### BRIEF
As the answer, set down the lines below from the one containing "pick out the shoreline, placing" through the one containing "pick out the sandy", exactly and inclusively, and no others.

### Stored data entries

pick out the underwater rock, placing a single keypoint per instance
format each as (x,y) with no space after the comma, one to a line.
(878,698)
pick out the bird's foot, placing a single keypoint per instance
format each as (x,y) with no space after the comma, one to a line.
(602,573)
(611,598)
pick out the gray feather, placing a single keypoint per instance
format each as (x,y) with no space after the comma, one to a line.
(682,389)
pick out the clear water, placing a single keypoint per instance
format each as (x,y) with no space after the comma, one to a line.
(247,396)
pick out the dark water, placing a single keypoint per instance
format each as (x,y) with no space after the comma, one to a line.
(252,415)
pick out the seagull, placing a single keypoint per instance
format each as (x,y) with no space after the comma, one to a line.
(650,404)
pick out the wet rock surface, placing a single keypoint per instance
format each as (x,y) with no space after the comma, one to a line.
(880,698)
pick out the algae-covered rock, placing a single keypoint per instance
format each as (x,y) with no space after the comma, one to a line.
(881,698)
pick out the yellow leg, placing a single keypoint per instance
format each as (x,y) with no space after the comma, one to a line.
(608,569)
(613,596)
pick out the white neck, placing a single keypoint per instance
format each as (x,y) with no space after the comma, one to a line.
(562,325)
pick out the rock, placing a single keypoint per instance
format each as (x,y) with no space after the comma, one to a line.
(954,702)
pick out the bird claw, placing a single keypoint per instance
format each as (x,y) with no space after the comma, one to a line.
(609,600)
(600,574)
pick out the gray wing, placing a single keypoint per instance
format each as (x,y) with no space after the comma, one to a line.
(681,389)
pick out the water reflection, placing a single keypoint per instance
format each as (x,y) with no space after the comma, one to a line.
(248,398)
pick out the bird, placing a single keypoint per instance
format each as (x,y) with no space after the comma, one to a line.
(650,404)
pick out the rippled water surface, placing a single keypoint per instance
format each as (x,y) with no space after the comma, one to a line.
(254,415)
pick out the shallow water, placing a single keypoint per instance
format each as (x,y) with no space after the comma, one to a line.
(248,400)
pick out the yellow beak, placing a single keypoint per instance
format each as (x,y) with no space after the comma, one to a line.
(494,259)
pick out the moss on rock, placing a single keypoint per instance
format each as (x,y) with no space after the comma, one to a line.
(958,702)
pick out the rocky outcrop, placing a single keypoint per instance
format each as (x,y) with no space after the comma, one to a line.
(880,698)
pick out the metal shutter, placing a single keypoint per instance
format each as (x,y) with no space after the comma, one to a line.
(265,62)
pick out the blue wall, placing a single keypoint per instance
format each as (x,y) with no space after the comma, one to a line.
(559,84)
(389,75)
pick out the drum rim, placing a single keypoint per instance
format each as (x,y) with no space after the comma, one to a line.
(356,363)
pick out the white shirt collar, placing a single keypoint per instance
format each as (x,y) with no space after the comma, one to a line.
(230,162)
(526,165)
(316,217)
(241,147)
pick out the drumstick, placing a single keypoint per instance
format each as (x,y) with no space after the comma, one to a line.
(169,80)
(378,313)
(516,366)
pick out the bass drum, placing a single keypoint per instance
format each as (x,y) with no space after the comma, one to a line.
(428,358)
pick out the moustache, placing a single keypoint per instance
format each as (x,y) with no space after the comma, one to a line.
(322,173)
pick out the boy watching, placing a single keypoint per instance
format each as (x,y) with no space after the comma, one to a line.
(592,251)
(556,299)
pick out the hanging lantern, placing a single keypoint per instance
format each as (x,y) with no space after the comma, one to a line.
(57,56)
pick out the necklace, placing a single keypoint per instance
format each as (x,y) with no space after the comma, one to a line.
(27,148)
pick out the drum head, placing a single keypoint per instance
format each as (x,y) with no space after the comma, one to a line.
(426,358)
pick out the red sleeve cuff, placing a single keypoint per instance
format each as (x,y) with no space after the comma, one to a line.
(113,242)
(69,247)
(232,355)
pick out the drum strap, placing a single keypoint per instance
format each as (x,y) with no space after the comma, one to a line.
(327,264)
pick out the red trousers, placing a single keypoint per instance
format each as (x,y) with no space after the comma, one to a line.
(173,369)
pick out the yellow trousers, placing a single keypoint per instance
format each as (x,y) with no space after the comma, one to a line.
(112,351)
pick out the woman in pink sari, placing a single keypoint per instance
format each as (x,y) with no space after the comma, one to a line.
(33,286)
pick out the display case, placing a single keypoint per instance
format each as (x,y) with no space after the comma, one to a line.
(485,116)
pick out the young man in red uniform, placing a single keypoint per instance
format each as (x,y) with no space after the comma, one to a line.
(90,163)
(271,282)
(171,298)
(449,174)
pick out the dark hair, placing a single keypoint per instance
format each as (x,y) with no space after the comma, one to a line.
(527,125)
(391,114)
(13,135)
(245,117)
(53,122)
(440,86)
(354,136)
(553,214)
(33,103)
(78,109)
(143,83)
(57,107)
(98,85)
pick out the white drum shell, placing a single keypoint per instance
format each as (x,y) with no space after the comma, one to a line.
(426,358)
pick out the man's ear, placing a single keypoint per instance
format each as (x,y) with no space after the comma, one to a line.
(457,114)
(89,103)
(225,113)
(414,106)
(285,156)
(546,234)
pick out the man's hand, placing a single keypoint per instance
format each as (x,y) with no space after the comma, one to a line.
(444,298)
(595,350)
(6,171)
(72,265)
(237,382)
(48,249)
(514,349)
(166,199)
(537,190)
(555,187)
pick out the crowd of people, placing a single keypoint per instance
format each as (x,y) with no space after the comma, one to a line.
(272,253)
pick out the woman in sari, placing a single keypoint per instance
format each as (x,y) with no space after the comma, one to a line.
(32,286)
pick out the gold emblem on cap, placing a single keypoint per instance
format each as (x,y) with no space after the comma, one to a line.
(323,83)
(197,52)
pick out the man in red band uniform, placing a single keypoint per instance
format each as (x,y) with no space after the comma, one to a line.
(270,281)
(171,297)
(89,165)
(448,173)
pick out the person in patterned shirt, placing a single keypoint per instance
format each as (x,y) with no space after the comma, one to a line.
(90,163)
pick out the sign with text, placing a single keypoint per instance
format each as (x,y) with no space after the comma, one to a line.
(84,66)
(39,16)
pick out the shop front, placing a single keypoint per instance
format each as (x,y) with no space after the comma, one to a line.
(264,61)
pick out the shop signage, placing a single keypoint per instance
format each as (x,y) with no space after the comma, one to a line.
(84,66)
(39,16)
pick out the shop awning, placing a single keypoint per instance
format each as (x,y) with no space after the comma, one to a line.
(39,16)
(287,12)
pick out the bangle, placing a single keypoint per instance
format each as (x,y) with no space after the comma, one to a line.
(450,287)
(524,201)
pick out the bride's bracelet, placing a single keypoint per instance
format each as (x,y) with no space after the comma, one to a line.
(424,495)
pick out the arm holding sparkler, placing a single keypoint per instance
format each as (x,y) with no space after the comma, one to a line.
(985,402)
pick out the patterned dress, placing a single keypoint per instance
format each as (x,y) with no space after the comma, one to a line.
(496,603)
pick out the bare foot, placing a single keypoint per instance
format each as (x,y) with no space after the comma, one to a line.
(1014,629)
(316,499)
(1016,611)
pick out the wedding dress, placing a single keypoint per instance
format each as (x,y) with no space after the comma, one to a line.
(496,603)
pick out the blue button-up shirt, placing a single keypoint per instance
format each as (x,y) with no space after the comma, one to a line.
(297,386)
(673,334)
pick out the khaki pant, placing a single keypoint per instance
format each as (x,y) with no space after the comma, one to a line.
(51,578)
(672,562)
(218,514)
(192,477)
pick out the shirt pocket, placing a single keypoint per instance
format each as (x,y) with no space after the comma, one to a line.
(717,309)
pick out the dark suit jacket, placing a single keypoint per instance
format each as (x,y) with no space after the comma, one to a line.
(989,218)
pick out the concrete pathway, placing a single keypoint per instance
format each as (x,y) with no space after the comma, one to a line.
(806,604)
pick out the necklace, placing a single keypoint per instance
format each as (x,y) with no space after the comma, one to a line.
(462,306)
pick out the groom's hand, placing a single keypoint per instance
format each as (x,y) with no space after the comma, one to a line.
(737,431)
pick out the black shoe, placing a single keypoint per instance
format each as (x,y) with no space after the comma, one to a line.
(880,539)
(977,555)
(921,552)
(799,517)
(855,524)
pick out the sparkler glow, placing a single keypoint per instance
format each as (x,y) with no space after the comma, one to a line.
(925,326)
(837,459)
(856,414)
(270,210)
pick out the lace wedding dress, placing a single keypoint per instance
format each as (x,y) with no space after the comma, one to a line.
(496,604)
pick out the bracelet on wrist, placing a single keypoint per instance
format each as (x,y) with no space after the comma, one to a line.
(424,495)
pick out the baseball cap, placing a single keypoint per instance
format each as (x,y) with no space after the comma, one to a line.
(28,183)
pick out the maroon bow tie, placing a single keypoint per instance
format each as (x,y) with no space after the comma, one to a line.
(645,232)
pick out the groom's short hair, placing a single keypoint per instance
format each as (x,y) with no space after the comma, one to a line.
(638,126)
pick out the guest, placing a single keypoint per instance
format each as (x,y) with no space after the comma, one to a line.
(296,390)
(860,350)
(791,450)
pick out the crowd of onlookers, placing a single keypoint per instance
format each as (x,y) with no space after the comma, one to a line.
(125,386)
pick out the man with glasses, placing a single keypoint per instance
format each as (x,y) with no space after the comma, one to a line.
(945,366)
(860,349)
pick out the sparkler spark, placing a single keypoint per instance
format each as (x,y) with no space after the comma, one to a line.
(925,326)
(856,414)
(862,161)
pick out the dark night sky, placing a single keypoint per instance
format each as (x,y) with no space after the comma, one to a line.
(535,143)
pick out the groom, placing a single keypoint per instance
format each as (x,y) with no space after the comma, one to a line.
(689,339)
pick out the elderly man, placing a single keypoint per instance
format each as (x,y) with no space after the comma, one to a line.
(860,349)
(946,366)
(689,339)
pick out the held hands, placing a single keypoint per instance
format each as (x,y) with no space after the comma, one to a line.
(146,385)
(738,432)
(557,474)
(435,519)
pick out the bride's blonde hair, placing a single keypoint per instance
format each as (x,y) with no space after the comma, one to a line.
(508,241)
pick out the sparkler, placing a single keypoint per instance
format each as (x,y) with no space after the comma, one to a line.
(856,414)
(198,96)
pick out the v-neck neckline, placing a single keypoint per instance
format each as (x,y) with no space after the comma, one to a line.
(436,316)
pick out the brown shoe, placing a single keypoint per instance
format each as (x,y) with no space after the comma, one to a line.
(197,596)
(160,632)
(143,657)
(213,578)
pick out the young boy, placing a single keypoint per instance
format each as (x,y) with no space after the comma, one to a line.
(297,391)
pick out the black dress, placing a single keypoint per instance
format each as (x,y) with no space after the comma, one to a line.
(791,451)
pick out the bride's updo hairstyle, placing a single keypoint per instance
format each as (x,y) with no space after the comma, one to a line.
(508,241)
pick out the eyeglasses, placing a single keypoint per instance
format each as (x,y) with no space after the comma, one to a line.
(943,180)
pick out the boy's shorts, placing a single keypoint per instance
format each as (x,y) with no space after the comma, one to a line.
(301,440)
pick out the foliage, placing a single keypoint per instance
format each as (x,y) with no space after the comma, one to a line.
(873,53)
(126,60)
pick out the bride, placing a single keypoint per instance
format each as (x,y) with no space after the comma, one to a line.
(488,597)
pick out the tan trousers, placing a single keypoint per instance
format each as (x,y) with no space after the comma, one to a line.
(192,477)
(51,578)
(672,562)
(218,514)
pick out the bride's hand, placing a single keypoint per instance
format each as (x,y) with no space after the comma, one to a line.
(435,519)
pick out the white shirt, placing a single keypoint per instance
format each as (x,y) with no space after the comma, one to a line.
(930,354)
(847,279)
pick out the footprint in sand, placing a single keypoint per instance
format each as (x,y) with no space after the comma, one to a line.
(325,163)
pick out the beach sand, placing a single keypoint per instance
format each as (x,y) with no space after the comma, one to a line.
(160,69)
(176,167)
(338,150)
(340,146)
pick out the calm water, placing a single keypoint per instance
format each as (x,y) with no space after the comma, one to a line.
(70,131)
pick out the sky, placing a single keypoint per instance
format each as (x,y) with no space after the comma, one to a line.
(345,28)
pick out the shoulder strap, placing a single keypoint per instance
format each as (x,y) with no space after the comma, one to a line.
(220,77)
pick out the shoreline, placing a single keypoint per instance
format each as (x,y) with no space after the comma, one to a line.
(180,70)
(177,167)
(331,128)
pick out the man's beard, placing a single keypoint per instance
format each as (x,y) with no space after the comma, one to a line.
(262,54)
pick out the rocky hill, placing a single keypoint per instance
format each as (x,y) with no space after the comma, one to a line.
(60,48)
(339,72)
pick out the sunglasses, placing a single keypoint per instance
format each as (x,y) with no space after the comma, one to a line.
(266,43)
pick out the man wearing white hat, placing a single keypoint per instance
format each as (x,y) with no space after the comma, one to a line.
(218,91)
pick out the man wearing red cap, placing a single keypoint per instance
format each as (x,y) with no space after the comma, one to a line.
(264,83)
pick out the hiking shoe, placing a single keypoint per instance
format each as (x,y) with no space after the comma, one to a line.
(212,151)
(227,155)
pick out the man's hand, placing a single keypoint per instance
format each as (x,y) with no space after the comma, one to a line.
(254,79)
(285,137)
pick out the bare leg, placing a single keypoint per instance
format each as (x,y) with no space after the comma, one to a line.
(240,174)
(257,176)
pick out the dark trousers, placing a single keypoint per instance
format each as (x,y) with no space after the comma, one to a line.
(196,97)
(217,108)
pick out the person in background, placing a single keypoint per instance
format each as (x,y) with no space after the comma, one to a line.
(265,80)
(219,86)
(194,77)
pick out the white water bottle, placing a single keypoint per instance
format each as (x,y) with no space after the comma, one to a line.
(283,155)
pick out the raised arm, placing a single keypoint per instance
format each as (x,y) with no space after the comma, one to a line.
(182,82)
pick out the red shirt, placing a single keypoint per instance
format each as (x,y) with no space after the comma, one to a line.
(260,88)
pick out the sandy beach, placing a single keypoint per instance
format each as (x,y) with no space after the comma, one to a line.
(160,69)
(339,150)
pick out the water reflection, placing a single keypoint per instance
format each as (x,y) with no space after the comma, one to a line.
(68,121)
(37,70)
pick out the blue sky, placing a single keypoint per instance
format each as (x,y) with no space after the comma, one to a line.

### ANSWER TO THIS TASK
pick out the shoreline, placing a single keypoint per instance
format each as (x,y) with no space after the comma, one to a line.
(180,70)
(177,167)
(331,128)
pick out the man's beard, placing a single keypoint per instance
format each as (x,y) with no space after the comma, one to a line.
(262,54)
pick out the rocky hill, placing a single keypoint per instance
format each as (x,y) with no space after the comma, one to a line.
(60,48)
(339,72)
pick out the sunglasses, placing a single keypoint per instance
format each as (x,y) with no space after the comma, one to a line.
(266,43)
pick out the man wearing white hat, placing a single keypoint per instance
format each as (x,y) with no space after the comma, one to a line.
(218,91)
pick out the man wearing red cap, placing a single keypoint per instance
format each as (x,y) with no space after the comma, one to a line.
(264,83)
pick out the hiking shoe, placing a single keypoint per instance
format each as (x,y) with no space after the comma, one to a line.
(212,151)
(227,155)
pick out the man's hand, placing a single keypoint per instance
format each as (x,y) with no space after the comma, one to a line.
(254,79)
(285,137)
pick out the bare leg, placing a single keypoint per instance
format each as (x,y) with no space after the comma, one to a line.
(240,174)
(257,176)
pick out the dark trousers, placing a single keypoint per instance
format each as (x,y) with no space after the comma, one to a line.
(196,97)
(217,108)
pick out the person in background, placing a single keypoint per instance
format each as (x,y) with no space after the comma, one to a line.
(265,80)
(219,86)
(194,77)
pick out the white water bottle, placing a single keypoint per instance
format each as (x,y) with no space after the comma, one to a line.
(283,155)
pick out the raised arm, placing a single keypoint per instance
format each as (x,y) with no space after the comma, one to a line.
(182,82)
pick out the red shirt, placing a single keypoint per instance
format each as (x,y) with no space after the comma, one to a line.
(260,88)
pick out the sandy beach, placing a single keypoint per instance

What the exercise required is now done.